◆ **Textauszug**:

◆ ◆ ◆ ◆ ◆ ◆ ◆

Fragt sich also, ob es dem Deutschen Tierschutzbüro tatsächlich um ein zügiges Beenden der ekelhaften Tierquälereien im Schlachthof ging. Denn dann hätte es das Amt sofort informiert und den Tieren mindestens rund einen Monat lang Leid erspart. Jedoch setzen die Tierrechtler um Jan Peifer offenbar andere Prioritäten. „Besonders pikant ist: Der Schlachthof, der bisher als Vorzeigebetrieb galt, nimmt an der Initiative Tierwohl teil und schlachtet primär Bio-Schweine. Der Hauptabnehmer ist offensichtlich die Bio- Company“, teilen sie der Presse am Tag der Ausstrahlung von Report Mainz mit. Auch die Biomanufaktur Havelland lasse in Neuruppin schlachten. Immer wieder werde empfohlen, bei kleinen, regionalen Betrieben zu kaufen, schreiben die Tierrechtler, ihre Bilder würden beweisen, dass auch dort Tiere gequält werden. Nur die vegane Lebensweise stelle sicher, dass kein Tier leidet.

◆ ◆ ◆ ◆ ◆ ◆ ◆

◆ **Bereitgestelltes Material**:
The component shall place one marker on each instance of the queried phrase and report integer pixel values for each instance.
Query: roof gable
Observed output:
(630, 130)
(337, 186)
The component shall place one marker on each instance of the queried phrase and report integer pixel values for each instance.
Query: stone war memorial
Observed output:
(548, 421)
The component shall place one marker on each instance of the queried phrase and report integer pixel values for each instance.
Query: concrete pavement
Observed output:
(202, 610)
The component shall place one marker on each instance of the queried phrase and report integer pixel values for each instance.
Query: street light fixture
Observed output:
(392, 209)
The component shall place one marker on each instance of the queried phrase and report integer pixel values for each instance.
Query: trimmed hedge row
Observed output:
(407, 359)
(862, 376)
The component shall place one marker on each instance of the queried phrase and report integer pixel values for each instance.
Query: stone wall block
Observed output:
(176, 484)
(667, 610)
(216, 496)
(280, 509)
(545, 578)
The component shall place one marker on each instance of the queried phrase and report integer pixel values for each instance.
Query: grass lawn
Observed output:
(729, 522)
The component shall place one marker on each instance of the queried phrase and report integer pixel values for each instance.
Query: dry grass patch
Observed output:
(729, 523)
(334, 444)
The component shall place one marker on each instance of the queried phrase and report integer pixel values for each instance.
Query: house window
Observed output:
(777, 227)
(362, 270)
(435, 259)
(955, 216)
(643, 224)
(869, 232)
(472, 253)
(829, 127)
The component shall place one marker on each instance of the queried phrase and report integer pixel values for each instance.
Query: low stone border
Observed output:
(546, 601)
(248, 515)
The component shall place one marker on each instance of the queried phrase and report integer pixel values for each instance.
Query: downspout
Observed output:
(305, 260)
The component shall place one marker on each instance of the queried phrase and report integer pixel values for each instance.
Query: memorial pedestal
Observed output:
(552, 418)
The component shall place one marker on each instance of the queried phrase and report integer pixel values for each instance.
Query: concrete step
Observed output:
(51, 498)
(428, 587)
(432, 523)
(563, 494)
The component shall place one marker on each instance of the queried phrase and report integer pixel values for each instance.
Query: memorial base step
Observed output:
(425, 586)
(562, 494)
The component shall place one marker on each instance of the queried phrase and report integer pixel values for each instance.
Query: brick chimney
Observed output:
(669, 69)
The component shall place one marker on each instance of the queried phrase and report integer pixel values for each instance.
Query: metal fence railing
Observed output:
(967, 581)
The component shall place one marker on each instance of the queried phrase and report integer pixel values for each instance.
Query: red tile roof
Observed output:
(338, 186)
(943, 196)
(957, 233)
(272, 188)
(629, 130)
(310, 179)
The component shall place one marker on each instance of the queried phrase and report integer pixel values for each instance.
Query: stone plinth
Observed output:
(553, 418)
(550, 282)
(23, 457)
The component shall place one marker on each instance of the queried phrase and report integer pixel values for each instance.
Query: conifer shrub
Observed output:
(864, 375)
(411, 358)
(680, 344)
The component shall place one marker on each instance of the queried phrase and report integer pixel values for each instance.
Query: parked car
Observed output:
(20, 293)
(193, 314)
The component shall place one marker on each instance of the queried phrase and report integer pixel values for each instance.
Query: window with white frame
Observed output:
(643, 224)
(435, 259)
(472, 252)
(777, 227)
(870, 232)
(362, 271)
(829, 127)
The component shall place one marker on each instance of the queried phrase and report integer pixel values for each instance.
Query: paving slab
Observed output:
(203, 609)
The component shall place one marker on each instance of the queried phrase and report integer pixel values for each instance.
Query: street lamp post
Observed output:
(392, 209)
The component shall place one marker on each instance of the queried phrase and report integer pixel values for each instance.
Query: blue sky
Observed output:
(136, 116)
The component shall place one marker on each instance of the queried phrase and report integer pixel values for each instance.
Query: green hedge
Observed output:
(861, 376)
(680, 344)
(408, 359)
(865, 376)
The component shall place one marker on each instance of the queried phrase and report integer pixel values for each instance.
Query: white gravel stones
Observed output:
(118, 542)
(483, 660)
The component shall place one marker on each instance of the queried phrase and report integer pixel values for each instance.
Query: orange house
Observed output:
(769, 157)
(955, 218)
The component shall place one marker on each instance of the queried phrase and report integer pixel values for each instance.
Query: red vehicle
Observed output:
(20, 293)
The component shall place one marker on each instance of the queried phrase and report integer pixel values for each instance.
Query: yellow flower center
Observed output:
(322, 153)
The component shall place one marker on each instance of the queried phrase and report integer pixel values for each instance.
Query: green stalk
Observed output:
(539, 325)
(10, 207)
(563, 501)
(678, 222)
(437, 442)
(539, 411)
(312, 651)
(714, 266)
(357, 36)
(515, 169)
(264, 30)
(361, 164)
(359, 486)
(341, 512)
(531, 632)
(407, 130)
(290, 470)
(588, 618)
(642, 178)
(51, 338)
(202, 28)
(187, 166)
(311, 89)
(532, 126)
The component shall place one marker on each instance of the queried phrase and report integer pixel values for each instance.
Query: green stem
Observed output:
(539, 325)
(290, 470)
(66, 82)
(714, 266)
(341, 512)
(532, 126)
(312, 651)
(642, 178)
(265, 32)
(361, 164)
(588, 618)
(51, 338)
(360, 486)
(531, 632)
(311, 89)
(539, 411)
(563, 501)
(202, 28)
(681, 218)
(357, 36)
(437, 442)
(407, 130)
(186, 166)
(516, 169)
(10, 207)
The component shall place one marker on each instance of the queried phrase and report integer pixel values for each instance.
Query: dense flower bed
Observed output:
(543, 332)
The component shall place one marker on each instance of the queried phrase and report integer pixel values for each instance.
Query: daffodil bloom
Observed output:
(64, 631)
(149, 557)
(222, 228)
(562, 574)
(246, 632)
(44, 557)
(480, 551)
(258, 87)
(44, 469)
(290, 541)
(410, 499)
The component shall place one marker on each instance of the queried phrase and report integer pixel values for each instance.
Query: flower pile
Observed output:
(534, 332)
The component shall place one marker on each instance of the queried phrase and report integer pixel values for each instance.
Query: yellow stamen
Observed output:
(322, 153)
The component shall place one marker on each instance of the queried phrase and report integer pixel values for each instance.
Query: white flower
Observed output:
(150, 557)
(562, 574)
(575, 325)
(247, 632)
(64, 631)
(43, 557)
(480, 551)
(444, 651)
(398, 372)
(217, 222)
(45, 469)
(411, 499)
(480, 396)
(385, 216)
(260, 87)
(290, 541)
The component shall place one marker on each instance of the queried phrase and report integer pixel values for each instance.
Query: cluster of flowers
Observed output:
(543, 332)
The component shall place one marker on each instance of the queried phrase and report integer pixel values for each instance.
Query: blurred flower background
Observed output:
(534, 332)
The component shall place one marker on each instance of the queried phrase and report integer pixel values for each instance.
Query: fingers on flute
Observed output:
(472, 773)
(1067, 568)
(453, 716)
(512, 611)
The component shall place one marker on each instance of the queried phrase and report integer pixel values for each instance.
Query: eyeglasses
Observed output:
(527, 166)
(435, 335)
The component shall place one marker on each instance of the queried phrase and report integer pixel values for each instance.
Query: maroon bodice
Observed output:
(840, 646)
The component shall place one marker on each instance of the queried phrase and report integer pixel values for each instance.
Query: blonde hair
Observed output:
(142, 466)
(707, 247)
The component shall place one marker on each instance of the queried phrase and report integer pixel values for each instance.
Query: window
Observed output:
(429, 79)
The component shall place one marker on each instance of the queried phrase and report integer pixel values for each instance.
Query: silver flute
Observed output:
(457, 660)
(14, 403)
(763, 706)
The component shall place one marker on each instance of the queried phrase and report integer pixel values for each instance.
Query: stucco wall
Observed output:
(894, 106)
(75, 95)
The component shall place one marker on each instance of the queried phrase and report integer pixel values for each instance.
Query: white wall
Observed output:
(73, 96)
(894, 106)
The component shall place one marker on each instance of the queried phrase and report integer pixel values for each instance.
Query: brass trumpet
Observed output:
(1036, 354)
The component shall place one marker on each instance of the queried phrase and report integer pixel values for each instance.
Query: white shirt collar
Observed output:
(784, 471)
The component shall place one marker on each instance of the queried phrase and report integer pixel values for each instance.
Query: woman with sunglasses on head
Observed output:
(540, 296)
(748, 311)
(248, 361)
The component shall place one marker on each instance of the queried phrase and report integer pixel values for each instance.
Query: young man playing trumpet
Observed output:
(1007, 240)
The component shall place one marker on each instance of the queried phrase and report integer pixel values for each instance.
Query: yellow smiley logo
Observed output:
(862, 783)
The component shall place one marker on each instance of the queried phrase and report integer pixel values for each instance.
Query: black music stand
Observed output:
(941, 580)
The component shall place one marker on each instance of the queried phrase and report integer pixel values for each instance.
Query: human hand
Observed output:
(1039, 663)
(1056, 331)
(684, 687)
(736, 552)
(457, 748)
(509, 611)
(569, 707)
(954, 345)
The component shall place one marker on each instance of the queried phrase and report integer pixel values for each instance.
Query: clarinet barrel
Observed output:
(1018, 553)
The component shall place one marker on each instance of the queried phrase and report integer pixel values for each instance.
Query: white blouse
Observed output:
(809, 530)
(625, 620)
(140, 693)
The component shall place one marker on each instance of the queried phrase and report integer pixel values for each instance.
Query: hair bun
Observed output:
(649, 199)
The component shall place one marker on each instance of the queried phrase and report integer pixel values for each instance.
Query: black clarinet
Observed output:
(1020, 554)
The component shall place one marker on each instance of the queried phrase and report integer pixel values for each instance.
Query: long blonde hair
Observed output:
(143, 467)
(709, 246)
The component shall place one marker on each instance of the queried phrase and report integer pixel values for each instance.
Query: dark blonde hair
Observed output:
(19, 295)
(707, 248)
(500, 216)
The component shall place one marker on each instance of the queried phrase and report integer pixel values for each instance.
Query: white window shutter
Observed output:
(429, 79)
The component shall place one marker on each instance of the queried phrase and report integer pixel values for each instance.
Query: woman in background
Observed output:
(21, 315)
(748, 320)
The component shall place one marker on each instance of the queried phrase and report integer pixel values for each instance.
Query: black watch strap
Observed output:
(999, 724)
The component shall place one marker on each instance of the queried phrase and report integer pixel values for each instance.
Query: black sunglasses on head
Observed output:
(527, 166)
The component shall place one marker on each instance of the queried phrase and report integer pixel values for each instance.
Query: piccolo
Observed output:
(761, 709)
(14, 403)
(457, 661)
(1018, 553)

◆ ◆ ◆ ◆ ◆ ◆ ◆

◆ **Aufgaben**:
a) Welche Lebensweise stellt laut den Tierrechtlern im Textauszug sicher, dass kein Tier leidet?
b) Schreiben Sie aus dem Textauszug alles von „Fragt sich also, ob“ bis hinunter zu „kein Tier leidet.“ wortgetreu ab.

◆ **Lösungen je Aufgabe**:
a) Die vegane Lebensweise.

b)
Fragt sich also, ob es dem Deutschen Tierschutzbüro tatsächlich um ein zügiges Beenden der ekelhaften Tierquälereien im Schlachthof ging. Denn dann hätte es das Amt sofort informiert und den Tieren mindestens rund einen Monat lang Leid erspart. Jedoch setzen die Tierrechtler um Jan Peifer offenbar andere Prioritäten. „Besonders pikant ist: Der Schlachthof, der bisher als Vorzeigebetrieb galt, nimmt an der Initiative Tierwohl teil und schlachtet primär Bio-Schweine. Der Hauptabnehmer ist offensichtlich die Bio- Company“, teilen sie der Presse am Tag der Ausstrahlung von Report Mainz mit. Auch die Biomanufaktur Havelland lasse in Neuruppin schlachten. Immer wieder werde empfohlen, bei kleinen, regionalen Betrieben zu kaufen, schreiben die Tierrechtler, ihre Bilder würden beweisen, dass auch dort Tiere gequält werden. Nur die vegane Lebensweise stelle sicher, dass kein Tier leidet.